WORK TO BE COMPLETED: Using the records below, filter for lines that contain the string "marker" and copy them out.

DATA FOR REVIEW:
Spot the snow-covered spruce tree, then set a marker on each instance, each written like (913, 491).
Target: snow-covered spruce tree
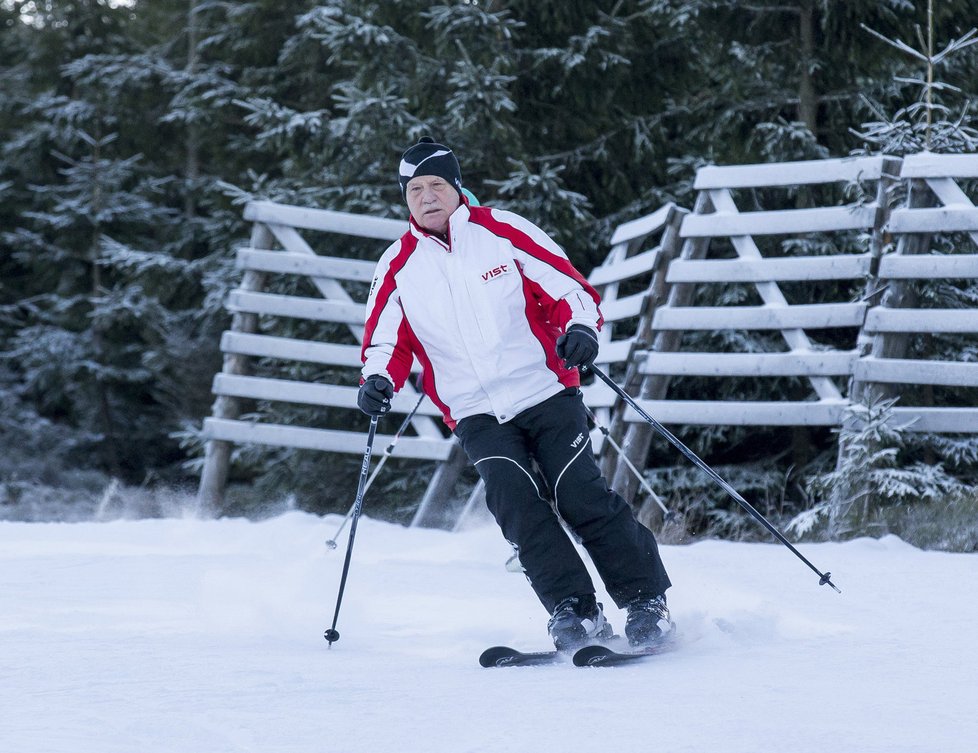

---

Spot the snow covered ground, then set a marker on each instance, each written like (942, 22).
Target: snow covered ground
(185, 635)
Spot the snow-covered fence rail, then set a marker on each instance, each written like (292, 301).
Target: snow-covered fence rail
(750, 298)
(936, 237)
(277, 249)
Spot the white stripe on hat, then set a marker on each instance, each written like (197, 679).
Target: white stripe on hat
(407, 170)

RESPONSE BELOW:
Spot the snow-covered spruce tree, then set a marker on each instance, each written like (913, 491).
Spot the snow covered ground, then set a marker on each instance, each written like (942, 22).
Spot the snow-covered fence rail, then set a marker on each instance, each written like (292, 301).
Spot the white stripe on hat, then set a marker on each instance, each written like (197, 679).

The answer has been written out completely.